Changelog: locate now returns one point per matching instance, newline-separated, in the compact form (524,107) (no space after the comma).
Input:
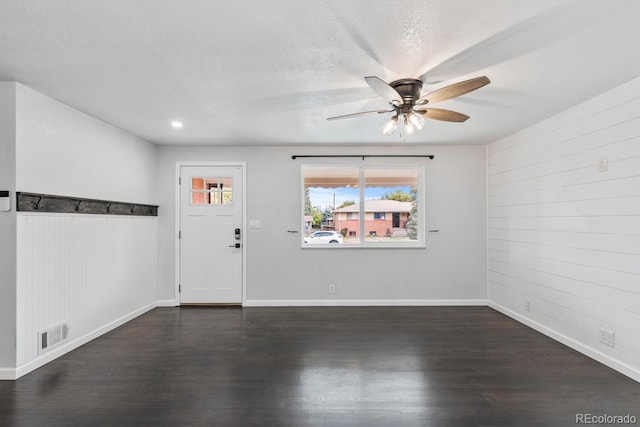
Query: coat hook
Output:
(37,205)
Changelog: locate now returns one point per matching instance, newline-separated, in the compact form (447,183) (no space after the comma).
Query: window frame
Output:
(419,243)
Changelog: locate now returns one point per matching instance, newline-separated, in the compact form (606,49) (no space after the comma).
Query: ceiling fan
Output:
(404,98)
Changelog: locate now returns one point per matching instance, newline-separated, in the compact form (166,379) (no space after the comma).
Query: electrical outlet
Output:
(603,164)
(607,337)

| What you are asked to do |
Scan the material for lines with the word "instance", and copy each line you find.

| Solution for this exercise |
Changelog: locate now returns one point per matching instance, newline-separated, in the compact form (524,107) (no space after the comma).
Changelog: locate now returns one point per matching instance, newline-separated, in the compact form (447,183) (no space after the comma).
Changelog: locate now returns one point per matching instance, newline-separated, in the compact form (606,49) (no space after the comma).
Changelog: locate now returns one point per matching instance, newline-separated, in the compact form (166,379) (no space after the comma).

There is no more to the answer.